Saturday, May 22, 2010

Do Not Reuse


On June 8, Maine voters will narrow down the field of 6,391 irrelevant candidates for governor to two irrelevant candidates for governor.

I have to admit - I paid almost no attention to this election until I noticed the words "Do Not Reuse" on the side of a bottle of apple juice.

Initially, this burned my briefs. Why can't I reuse a plastic bottle? Is it because the bottling company wants me to buy new beverages instead of refilling from my tap?

Then I wandered onto the Internet and discovered all this talk about toxic chemicals leeching into liquids over time as the plastic ages. While some of the anonymous message board experts said the quantities were too small to worry about, others said "better safe than sorry."

So "Do Not Reuse" started to make sense to me. Then I realized that it would make a fantastic campaign slogan for Les Otten, Republican candidate for governor, who pledges to create jobs.

Think about it. Otten's campaign has been accused of plagiarism over and over again, starting with an Obama-inspired campaign logo, and culminating in a written interview response lifted from the Maine Heritage Policy Center, published at

No question about it: Otten's thriftiness has leeched toxic chemicals into his electability.

RECORD EXTRACTS
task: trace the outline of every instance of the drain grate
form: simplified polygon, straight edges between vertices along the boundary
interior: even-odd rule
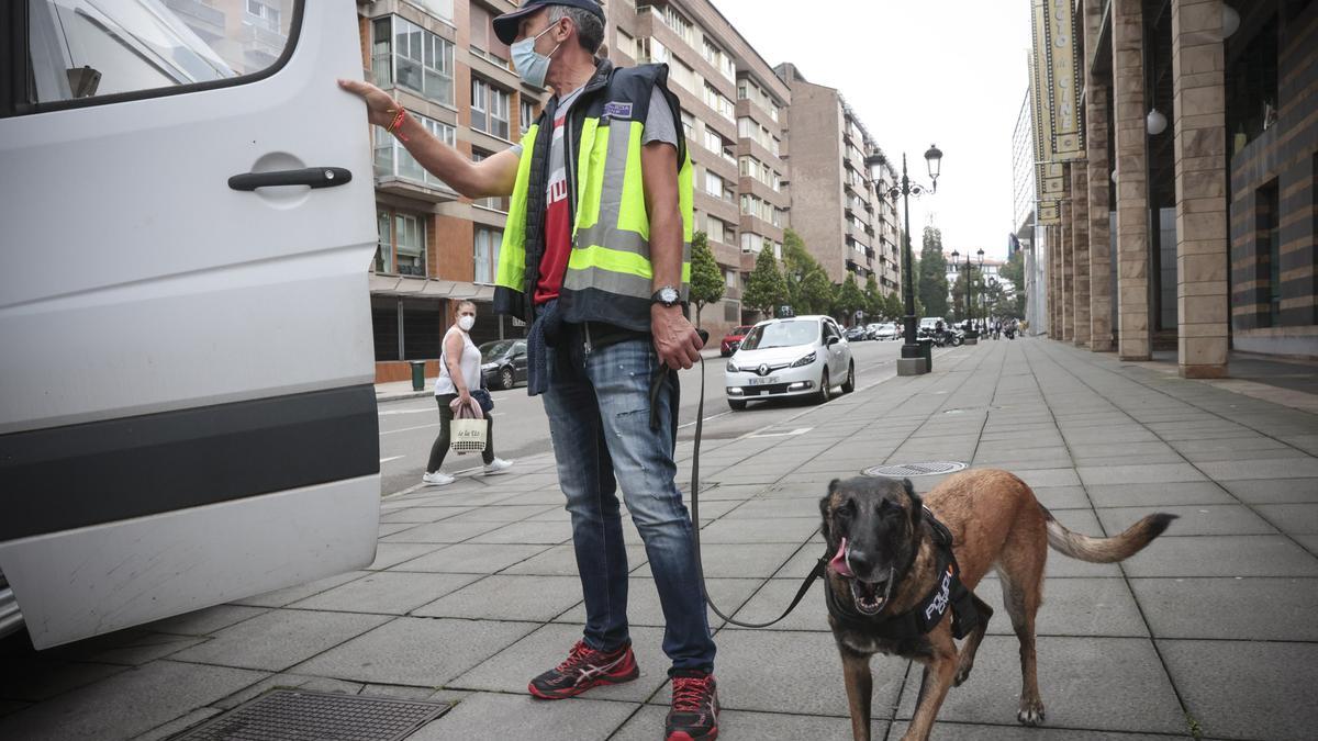
[[[903,479],[907,476],[937,476],[938,473],[953,473],[966,468],[965,463],[956,460],[934,460],[931,463],[902,463],[896,465],[875,465],[866,468],[861,473],[866,476],[892,476]]]
[[[451,705],[275,690],[243,703],[174,741],[398,741]]]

WHAT YOU WILL DO
How would you put this sentence from the post on the Maine governor's race into Spanish: "Then I realized that it would make a fantastic campaign slogan for Les Otten, Republican candidate for governor, who pledges to create jobs." The entries come from a separate source, not from the post.

RESPONSE
Entonces me di cuenta de que sería un eslogan de campaña fantástico para Les Otten, candidato republicano a gobernador, que promete crear empleos.